Stated task: Quote the line containing "Do you see the pair" and all lines that follow it in the listing below, exactly as written.

Dataset records:
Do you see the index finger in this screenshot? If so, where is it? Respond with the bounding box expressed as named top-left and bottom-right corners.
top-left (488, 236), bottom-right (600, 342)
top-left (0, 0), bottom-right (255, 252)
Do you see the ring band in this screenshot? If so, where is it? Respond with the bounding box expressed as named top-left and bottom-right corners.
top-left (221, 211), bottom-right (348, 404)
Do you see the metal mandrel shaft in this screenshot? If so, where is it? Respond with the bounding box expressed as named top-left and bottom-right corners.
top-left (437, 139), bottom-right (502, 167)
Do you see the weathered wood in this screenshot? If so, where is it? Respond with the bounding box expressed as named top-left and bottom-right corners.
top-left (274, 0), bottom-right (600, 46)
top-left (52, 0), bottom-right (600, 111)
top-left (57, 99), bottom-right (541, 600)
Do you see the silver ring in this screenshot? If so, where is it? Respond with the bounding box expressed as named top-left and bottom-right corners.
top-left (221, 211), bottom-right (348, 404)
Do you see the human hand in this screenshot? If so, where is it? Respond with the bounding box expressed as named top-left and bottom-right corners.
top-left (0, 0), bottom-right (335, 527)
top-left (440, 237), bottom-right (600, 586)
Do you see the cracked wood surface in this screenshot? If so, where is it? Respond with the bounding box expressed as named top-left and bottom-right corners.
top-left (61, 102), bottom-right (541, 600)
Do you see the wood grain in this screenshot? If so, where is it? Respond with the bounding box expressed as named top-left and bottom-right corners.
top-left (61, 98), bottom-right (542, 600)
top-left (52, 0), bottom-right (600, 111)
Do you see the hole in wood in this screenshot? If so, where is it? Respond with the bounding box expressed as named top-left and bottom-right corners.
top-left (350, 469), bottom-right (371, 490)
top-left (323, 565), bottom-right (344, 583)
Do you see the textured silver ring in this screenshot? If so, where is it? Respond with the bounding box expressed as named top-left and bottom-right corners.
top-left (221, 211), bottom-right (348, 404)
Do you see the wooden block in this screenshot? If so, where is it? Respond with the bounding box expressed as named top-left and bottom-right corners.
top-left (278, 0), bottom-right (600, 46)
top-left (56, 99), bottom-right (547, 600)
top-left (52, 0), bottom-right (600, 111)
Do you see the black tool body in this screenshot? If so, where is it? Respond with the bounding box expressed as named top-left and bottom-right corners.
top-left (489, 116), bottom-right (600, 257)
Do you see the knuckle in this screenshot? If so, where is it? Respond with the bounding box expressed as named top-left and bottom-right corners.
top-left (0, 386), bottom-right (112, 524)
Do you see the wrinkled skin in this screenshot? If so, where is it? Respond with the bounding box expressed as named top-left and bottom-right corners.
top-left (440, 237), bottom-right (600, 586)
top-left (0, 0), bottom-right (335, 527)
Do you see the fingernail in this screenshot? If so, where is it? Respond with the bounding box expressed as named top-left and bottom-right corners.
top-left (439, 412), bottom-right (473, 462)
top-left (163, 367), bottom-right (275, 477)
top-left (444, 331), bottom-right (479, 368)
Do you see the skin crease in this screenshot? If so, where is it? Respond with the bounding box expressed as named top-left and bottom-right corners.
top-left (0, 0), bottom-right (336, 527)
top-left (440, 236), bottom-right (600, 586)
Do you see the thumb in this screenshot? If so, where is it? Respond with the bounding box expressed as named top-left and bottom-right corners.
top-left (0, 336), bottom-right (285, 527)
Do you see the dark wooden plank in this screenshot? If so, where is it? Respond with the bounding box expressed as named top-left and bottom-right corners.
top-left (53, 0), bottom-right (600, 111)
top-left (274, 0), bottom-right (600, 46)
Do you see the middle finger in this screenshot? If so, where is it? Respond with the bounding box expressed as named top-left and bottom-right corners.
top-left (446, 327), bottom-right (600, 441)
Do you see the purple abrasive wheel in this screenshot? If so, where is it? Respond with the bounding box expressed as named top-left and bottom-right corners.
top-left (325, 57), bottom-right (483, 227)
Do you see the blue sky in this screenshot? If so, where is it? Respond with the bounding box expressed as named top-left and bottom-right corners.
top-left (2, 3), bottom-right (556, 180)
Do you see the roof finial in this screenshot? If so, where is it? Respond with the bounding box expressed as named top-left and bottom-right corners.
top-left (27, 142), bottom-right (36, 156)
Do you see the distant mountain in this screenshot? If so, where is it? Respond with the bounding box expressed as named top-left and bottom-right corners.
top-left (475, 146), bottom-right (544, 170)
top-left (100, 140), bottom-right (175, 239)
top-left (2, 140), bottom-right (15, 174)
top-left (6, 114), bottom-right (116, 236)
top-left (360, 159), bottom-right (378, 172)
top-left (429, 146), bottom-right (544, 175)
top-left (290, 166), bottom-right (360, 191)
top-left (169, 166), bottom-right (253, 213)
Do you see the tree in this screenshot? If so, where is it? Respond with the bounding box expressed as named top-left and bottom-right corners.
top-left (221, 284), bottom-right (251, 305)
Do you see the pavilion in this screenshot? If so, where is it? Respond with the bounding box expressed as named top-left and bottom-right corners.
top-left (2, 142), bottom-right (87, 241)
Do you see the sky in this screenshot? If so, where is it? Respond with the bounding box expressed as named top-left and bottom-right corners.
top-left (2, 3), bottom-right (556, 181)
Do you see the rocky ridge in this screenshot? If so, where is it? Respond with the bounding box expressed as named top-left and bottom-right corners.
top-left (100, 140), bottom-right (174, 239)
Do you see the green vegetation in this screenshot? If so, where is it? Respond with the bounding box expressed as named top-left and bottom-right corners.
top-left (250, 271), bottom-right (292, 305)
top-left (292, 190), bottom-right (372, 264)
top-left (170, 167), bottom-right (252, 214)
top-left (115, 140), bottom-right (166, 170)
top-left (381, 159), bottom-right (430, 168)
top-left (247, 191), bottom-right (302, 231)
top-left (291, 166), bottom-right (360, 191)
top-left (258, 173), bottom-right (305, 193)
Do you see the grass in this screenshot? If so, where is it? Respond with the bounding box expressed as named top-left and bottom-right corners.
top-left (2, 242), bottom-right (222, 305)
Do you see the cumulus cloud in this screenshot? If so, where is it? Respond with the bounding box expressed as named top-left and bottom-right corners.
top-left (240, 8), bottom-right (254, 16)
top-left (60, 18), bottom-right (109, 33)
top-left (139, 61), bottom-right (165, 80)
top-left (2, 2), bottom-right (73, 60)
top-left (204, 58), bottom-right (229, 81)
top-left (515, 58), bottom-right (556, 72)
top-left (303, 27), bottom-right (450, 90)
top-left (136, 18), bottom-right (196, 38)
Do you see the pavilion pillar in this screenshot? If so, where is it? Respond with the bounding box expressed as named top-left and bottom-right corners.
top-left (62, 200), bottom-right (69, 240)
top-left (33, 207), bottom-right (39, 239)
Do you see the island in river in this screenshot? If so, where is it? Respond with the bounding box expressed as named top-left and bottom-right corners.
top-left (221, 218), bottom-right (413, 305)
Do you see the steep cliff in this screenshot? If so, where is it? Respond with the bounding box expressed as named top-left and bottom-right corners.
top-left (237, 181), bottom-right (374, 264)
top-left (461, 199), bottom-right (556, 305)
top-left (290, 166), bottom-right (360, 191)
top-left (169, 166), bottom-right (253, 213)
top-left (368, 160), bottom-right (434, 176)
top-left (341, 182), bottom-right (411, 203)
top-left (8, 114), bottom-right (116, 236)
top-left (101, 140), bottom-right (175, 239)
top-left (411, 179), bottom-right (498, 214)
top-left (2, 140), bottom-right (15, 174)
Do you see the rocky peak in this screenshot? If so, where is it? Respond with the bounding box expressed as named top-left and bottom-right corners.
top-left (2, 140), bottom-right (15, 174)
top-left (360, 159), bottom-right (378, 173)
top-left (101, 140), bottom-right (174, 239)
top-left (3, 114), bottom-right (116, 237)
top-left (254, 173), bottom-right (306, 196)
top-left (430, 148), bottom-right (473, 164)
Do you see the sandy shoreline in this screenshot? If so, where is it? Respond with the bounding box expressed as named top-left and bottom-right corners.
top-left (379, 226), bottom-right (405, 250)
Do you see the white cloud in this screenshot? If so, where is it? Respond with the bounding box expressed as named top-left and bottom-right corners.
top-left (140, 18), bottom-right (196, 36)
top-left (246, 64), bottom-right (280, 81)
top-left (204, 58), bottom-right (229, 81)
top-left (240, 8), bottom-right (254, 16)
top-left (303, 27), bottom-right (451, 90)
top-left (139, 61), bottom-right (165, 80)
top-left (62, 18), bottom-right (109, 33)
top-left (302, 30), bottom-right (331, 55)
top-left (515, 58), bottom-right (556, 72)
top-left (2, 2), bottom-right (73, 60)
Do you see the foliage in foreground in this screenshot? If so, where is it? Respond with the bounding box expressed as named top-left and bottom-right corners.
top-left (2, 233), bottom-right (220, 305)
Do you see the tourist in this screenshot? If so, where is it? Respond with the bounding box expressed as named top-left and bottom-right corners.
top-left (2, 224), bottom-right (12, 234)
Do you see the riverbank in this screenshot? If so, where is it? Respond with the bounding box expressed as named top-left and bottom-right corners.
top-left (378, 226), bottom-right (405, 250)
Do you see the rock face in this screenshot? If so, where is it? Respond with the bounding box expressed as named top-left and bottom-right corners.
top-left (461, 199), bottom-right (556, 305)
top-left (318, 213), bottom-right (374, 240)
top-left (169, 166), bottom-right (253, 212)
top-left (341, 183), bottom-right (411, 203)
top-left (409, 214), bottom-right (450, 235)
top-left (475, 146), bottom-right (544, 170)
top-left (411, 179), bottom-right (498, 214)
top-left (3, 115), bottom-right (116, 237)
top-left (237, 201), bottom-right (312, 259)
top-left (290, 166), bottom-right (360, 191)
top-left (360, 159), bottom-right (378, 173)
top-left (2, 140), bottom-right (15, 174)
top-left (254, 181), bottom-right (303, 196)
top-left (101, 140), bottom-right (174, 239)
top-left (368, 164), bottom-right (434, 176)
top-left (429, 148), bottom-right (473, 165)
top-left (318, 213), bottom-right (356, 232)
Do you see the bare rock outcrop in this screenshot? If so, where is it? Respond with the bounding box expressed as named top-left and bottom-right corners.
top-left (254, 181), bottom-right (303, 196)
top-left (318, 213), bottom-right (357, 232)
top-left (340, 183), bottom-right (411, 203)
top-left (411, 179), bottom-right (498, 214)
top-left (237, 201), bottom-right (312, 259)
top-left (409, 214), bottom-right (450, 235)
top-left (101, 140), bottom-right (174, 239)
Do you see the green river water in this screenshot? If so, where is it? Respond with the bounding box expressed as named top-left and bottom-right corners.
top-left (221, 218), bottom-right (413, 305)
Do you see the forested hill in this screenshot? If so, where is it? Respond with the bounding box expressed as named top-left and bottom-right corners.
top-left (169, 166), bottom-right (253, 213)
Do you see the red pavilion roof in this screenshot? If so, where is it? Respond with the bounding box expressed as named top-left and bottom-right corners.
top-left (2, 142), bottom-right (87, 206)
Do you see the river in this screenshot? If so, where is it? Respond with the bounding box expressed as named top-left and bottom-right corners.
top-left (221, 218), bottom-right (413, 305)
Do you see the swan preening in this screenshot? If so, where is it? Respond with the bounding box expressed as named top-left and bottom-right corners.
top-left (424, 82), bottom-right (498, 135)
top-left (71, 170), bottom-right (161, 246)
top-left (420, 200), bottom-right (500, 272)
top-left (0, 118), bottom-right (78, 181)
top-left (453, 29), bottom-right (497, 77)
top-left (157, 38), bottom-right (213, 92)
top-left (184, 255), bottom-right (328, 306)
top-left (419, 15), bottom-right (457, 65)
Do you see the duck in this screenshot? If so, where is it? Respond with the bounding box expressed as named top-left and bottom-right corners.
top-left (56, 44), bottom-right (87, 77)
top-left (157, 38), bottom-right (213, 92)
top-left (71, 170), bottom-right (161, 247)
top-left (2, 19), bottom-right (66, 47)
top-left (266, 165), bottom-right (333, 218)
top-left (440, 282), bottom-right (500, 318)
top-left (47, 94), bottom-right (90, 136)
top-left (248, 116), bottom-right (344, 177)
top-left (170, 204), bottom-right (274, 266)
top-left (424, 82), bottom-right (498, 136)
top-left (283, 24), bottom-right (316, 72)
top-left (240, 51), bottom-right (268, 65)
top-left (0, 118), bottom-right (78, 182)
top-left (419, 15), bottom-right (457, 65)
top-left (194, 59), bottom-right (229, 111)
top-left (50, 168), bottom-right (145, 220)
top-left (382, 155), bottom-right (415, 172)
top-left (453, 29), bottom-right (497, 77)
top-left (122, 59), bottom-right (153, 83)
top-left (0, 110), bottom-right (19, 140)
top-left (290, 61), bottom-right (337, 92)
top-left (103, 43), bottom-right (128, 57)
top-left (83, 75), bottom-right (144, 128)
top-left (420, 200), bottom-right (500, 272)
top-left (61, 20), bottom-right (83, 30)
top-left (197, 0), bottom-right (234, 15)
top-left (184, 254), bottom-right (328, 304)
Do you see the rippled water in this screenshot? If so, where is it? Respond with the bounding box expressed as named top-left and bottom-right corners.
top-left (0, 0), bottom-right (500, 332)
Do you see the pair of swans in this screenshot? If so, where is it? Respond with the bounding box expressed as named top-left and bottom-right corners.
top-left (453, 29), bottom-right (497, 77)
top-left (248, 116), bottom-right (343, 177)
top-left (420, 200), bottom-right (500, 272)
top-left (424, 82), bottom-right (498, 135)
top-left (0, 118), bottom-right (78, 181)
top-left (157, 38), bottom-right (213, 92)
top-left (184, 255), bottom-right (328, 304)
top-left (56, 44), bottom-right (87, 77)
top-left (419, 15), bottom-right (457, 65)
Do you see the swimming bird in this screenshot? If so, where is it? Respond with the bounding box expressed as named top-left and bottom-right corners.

Answer for this exercise:
Do you see the pair of swans in this screenshot? If so, where is it? Respond with the bounding box expressed as named top-left and bottom-right corners.
top-left (453, 29), bottom-right (497, 77)
top-left (248, 116), bottom-right (343, 177)
top-left (420, 200), bottom-right (500, 272)
top-left (424, 82), bottom-right (498, 135)
top-left (0, 118), bottom-right (78, 181)
top-left (157, 38), bottom-right (213, 92)
top-left (184, 255), bottom-right (328, 304)
top-left (56, 44), bottom-right (87, 77)
top-left (419, 15), bottom-right (457, 65)
Do you see the swimming bird in this screenshot? If so, where is it? Respond with the bounding box expressed as named top-left and bottom-right corners.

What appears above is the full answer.